* _What the exercise asks_:
Return all the entries exactly, keeping pictures out.
*-*-*
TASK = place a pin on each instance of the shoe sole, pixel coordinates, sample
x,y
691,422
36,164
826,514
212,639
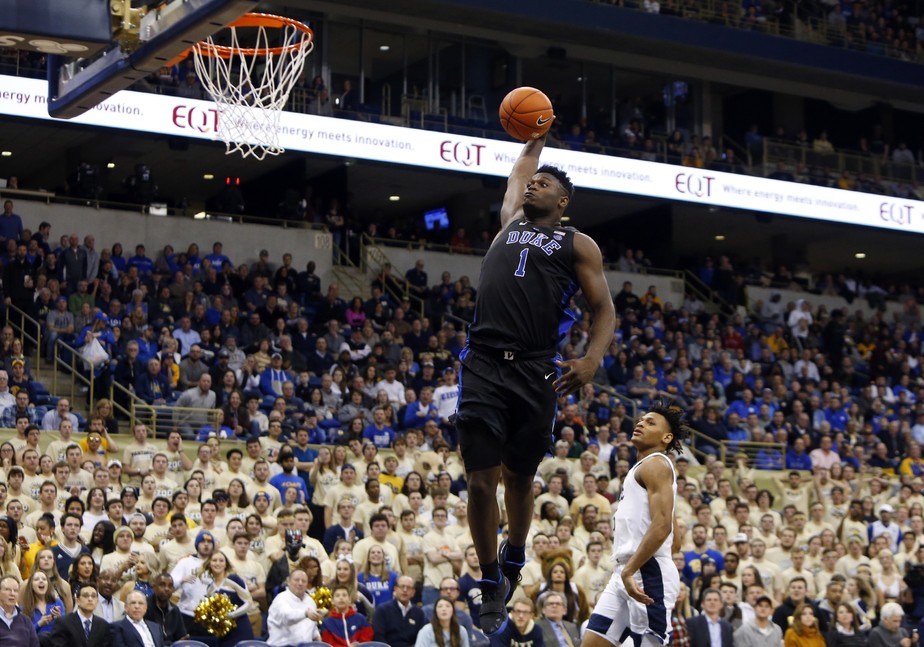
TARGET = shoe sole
x,y
513,578
502,612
*-*-*
* _Answer_:
TASK = place a pin on each instance of the shoe sole, pixel coordinates, sample
x,y
691,422
36,164
826,514
212,639
TARGET = shoe sole
x,y
513,578
502,612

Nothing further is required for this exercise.